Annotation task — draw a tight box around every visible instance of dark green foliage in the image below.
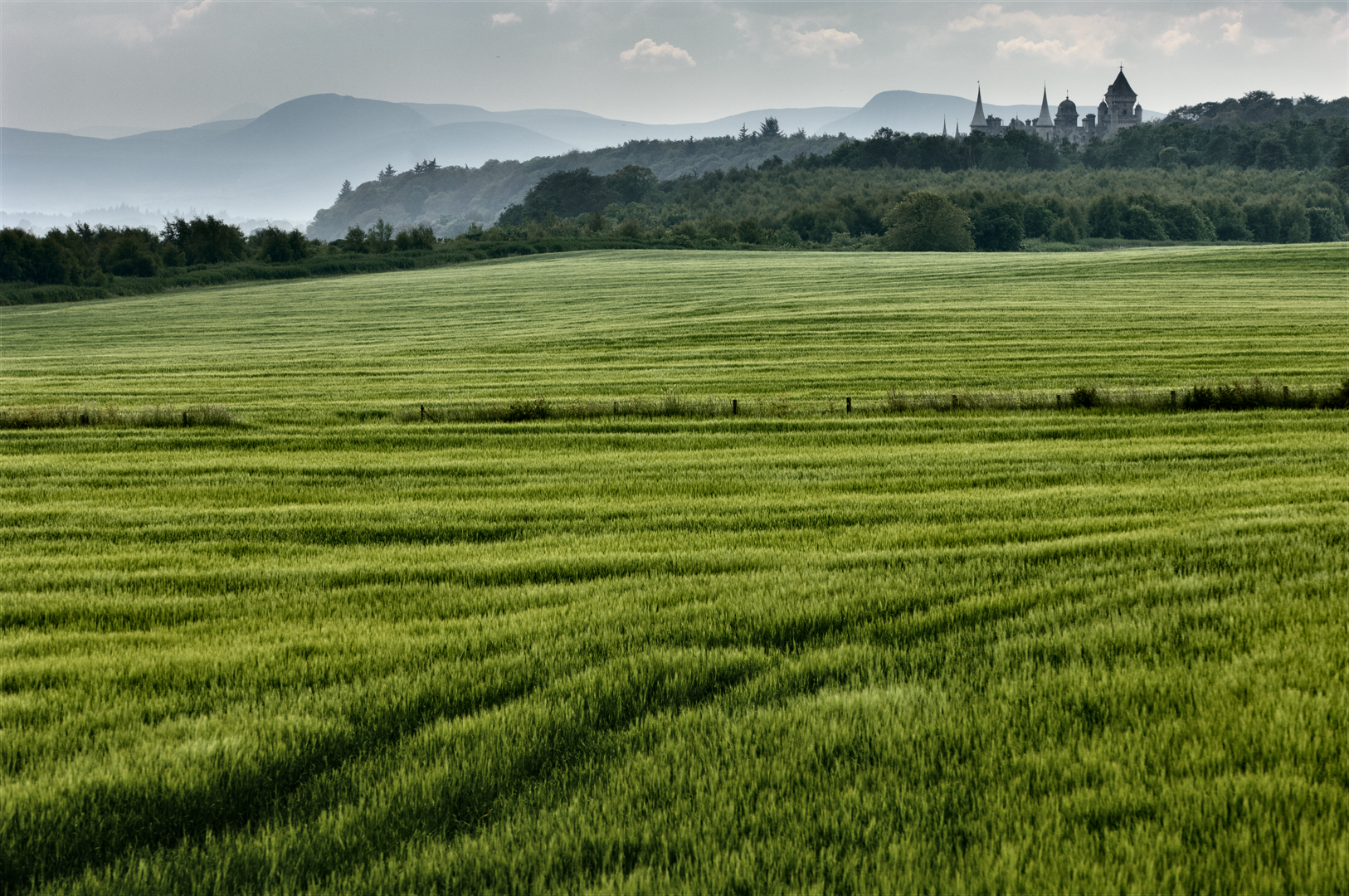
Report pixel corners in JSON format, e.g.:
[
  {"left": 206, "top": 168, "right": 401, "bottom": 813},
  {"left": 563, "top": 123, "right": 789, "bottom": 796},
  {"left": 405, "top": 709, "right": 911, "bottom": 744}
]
[
  {"left": 1021, "top": 202, "right": 1057, "bottom": 243},
  {"left": 1120, "top": 205, "right": 1166, "bottom": 241},
  {"left": 972, "top": 198, "right": 1025, "bottom": 252},
  {"left": 882, "top": 192, "right": 974, "bottom": 252},
  {"left": 1049, "top": 217, "right": 1080, "bottom": 243},
  {"left": 1166, "top": 90, "right": 1349, "bottom": 129},
  {"left": 248, "top": 226, "right": 310, "bottom": 263},
  {"left": 160, "top": 215, "right": 247, "bottom": 265},
  {"left": 1200, "top": 196, "right": 1250, "bottom": 241},
  {"left": 499, "top": 164, "right": 657, "bottom": 226},
  {"left": 394, "top": 224, "right": 436, "bottom": 252},
  {"left": 1308, "top": 207, "right": 1349, "bottom": 243}
]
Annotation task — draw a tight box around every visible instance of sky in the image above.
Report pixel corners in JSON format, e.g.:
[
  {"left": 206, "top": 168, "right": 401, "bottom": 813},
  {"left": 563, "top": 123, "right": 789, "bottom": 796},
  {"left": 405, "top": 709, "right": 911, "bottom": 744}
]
[{"left": 0, "top": 0, "right": 1349, "bottom": 132}]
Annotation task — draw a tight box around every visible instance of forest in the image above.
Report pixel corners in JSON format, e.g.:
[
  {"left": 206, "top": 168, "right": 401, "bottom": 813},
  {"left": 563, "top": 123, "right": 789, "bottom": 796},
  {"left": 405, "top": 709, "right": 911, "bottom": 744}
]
[{"left": 0, "top": 92, "right": 1349, "bottom": 304}]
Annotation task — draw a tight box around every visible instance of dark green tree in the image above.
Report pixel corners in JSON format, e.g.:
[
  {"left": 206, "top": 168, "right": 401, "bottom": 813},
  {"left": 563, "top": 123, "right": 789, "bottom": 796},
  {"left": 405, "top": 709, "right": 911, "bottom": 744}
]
[
  {"left": 881, "top": 192, "right": 974, "bottom": 252},
  {"left": 972, "top": 200, "right": 1025, "bottom": 252}
]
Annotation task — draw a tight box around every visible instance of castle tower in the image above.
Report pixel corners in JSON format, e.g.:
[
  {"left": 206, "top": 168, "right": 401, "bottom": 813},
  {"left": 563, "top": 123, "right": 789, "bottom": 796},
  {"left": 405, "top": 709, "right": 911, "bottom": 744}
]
[
  {"left": 1032, "top": 85, "right": 1054, "bottom": 140},
  {"left": 1101, "top": 65, "right": 1142, "bottom": 134},
  {"left": 970, "top": 85, "right": 989, "bottom": 131}
]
•••••
* [DIRECTIONS FOR THIS TASK] Can you write out again every line from the line with "forest in the image above." through the end of the records, requests included, adding 129 to every coordinate in the answers but leaving the numbers in the requests and their format samples unchanged?

* [RESULT BELOW]
Annotation task — draw a tight box around every visible instance of forest in the image above.
Report pixel corners in JSON format, e.g.:
[
  {"left": 206, "top": 168, "right": 401, "bottom": 813},
  {"left": 563, "top": 123, "right": 789, "bottom": 796},
  {"left": 405, "top": 709, "right": 911, "bottom": 744}
]
[{"left": 129, "top": 221, "right": 1478, "bottom": 433}]
Annotation task — draw a tight box around every visible instance of dark green tree in the image above.
Report pixel corners in JSON format, e.g.:
[
  {"left": 206, "top": 168, "right": 401, "bottom": 813},
  {"left": 563, "top": 123, "right": 789, "bottom": 796},
  {"left": 405, "top": 709, "right": 911, "bottom": 744}
]
[
  {"left": 1010, "top": 321, "right": 1103, "bottom": 381},
  {"left": 1101, "top": 329, "right": 1154, "bottom": 381}
]
Annotation task — draw a tight box around every visible instance of castle tower in the image above.
Report pixel corners in JSON format, e.g.:
[
  {"left": 206, "top": 168, "right": 401, "bottom": 813},
  {"left": 563, "top": 123, "right": 789, "bottom": 796},
  {"left": 405, "top": 709, "right": 911, "bottom": 744}
]
[
  {"left": 1161, "top": 214, "right": 1183, "bottom": 269},
  {"left": 1230, "top": 194, "right": 1271, "bottom": 263},
  {"left": 1099, "top": 214, "right": 1118, "bottom": 260}
]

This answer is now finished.